> _OBJECTIVE_
Below is a listing. Can you copy it out verbatim, starting at the line that contains "I'm trying to find the purple" and ending at the final line of the listing, with both ends included?

╭─ EXERCISE INPUTS

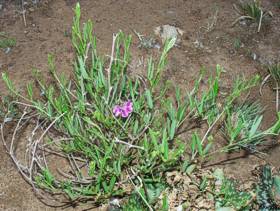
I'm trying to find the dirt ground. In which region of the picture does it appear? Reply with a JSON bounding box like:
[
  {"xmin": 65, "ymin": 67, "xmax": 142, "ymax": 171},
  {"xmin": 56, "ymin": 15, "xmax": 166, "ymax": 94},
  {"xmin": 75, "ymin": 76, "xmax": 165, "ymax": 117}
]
[{"xmin": 0, "ymin": 0, "xmax": 280, "ymax": 211}]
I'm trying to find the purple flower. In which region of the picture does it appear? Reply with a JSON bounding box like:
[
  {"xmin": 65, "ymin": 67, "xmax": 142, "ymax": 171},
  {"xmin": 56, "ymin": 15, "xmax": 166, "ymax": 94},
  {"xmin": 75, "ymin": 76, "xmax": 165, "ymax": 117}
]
[{"xmin": 113, "ymin": 100, "xmax": 133, "ymax": 118}]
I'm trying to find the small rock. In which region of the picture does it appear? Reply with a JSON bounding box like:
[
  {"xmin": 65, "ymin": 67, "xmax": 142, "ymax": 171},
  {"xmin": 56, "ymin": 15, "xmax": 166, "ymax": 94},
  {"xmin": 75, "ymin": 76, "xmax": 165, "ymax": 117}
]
[{"xmin": 154, "ymin": 25, "xmax": 184, "ymax": 44}]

╰─

> _RESULT_
I'm trying to find the purple flower. In which region of the picture does it appear? Reply with a JSON bounding box like:
[
  {"xmin": 65, "ymin": 67, "xmax": 142, "ymax": 171},
  {"xmin": 56, "ymin": 15, "xmax": 166, "ymax": 94},
  {"xmin": 75, "ymin": 76, "xmax": 165, "ymax": 117}
]
[{"xmin": 113, "ymin": 100, "xmax": 133, "ymax": 118}]
I'm trying to find the small rock. In which region of the picture does it appear? Reply with a JSON bounding box like:
[
  {"xmin": 65, "ymin": 67, "xmax": 142, "ymax": 171},
  {"xmin": 56, "ymin": 15, "xmax": 166, "ymax": 94},
  {"xmin": 75, "ymin": 76, "xmax": 165, "ymax": 117}
]
[{"xmin": 154, "ymin": 25, "xmax": 184, "ymax": 44}]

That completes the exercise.